(Excerpts from point annotation data)

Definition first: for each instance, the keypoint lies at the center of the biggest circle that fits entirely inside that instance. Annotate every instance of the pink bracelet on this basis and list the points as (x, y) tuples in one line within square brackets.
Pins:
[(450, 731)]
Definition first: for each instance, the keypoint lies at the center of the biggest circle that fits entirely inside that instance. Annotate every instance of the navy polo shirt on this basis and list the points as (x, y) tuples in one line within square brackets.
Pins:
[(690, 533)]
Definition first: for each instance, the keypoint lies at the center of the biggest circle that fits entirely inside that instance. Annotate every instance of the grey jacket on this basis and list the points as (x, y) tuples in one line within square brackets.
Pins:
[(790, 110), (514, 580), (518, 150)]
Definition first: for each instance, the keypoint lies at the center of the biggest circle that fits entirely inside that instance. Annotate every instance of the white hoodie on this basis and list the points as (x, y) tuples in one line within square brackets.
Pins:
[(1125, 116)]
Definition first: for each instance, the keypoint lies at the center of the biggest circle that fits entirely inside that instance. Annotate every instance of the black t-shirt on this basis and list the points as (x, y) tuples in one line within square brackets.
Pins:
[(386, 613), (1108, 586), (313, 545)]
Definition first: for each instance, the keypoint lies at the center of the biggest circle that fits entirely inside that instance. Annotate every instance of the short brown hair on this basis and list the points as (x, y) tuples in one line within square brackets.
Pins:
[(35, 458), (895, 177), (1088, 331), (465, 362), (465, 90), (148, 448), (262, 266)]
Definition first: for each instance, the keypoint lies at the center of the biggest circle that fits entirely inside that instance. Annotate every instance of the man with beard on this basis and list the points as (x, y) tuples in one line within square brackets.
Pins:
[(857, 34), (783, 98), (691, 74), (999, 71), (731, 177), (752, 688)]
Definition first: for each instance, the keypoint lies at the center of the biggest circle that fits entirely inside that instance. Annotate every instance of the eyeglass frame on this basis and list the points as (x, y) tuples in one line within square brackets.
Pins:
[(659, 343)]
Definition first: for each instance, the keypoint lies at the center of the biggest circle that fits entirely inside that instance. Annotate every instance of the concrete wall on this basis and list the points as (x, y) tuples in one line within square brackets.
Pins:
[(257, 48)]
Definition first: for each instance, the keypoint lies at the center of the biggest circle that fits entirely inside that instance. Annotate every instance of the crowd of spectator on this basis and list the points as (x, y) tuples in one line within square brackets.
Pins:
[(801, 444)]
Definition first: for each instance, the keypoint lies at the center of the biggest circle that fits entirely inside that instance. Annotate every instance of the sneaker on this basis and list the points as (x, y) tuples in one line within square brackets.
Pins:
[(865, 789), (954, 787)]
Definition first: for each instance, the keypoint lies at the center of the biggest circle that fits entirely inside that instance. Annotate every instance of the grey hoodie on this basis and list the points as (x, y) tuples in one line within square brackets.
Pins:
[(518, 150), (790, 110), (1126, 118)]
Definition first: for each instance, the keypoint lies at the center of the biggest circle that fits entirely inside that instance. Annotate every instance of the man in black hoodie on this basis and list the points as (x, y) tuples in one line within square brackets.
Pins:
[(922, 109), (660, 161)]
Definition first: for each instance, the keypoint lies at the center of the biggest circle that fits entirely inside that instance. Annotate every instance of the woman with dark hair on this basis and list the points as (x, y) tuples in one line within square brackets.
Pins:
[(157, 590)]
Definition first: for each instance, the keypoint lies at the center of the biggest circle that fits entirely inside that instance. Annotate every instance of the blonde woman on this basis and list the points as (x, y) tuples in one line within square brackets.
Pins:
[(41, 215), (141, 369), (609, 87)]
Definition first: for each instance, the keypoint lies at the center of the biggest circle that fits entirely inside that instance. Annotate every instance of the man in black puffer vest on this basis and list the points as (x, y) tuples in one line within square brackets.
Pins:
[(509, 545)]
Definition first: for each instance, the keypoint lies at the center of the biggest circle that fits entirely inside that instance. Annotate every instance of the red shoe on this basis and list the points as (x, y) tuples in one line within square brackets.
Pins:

* _THE EXERCISE_
Extract all of the data shown above without alteration.

* _PROBLEM SOLUTION_
Definition first: for each instance, the keypoint lies at the center of the biggest circle that fits entirely inside that instance. Annotate every instance of the pink bracelet on this basis and list the points as (x, y) tuples in one line within square brackets.
Pins:
[(450, 731)]
Definition first: for each instance, the keypoint lies at the center of the biggest circle that fits entirely inside that instance. Annotate every instance of the navy polo shirt on this basis and list the points as (x, y) tuples in one line within square brackets.
Pins:
[(690, 533)]
Definition first: for each instance, the keypoint lies at the center of the biggest circle that fits entirely inside that instance. Annotate every instance of the grey jacket on this basis and list the points as (x, y) tuples in one line within square brackets.
Pins:
[(790, 110), (514, 580), (518, 150)]
Definition first: for each instance, the keypoint lies at the center of the biggest circle that fits entirely inside that instance. Annotate every instance of the white hoodie on this basis and list the points as (x, y) tuples in one line within square brackets.
Pins:
[(1125, 116)]
Definition first: for each instance, the keypoint lies at the center of the biggest circle that fits entirely inside that instance. Annotate every instance of the black t-shirt on this basis and list the points as (x, y) tuples in one line within square brackets.
Pins:
[(386, 613), (1108, 586), (313, 545)]
Definition first: for each instance, the keypoint lies at the center of the biggest circle that fits entirely inside that instance. Annotate every instance of the short brown hair on this basis and list the points as (x, y) tuples in one line within square brackets.
Pins:
[(35, 458), (895, 177), (1088, 331), (465, 362), (465, 90), (148, 448), (262, 266)]
Definition first: for each instance, the keypoint lies at the center of the biggest circle that fits entirely inside that instance. Annotate every instance of the man with beard on this basis and list the points as (x, y) tuples in one line within square brackets.
Pins:
[(857, 34), (783, 98), (691, 74), (999, 71), (731, 177), (752, 688)]
Definition first: for each instance, the keypoint lies at the center of the biggest circle that fits entirely inside that instance. Annotate every instance of the eyeglass frame on this basis and list the points as (x, y) tuples in one line within square brackets.
Pins:
[(659, 343)]
Definition first: for each instance, the keypoint lies at the center of the biggest circle that fits entirely inside that instance. Annotate every instance of the concrete wall on this basis and list the points as (x, y) tuples in one line within square brackets.
Pins:
[(257, 48)]
Definition first: for each instance, the keypoint lies at the center of the biggest circle that fits entirely inside that instance. Annotate every instance of the crowd of spectator on this basis and list the points as (x, y) tuples in one line within square brackets.
Pins:
[(801, 444)]
Definition first: for each instance, the keypoint lies at the center of the biggest circle that fits entirely inside that instance. Annotate every instance of the sneaker on this basis and list the points as (x, y) tuples in one line within square brackets.
Pins:
[(865, 789), (954, 787)]
Definition first: for each instance, the keypoint lies at the center of the biggest circle that fits entirely inside that instance. Annotate every instance of the grey hoodie on this basis and list the points as (x, y) tuples in one line within square brackets.
Pins:
[(518, 150), (790, 110), (1126, 118)]
Definition first: for each instance, the keypoint lies at the center of the biggest circle that fits entirely inside that instance. Annotate every instance of the man in black hoodie on this basis and list the points as (x, y) tuples in one line within square brackets.
Pins:
[(922, 109), (660, 161)]
Definition first: for each instance, the keypoint lies at the center of the biggest circle that fits entirely inside that instance. Annotate every instance of the woman with dark hair on this basis and list the points as (x, y) tuples in one line within square brackets.
Pins:
[(157, 590)]
Definition first: for each instance, the keypoint lies at the center of the biggest circle that fits entirely inside that instance. Annotate every instance of the blonde woman on this basis and list the points as (x, y) tuples in one line within square brackets.
Pins:
[(41, 215), (141, 369), (609, 87)]
Definition first: for each instance, the keypoint lies at the center of the biggest circle that fits entirely inside that instance. Annotate every instance of the man in black puffer vest on this basis and list the points as (x, y) tuples in one line within square brackets.
Pins:
[(509, 545)]
Definition first: for each instance, the keypoint lies at the center of the biggest circle that fits entirely inside that instance. Annotate every instance of the red shoe on this basis and list the points as (x, y) tuples in one line within square brackets.
Pins:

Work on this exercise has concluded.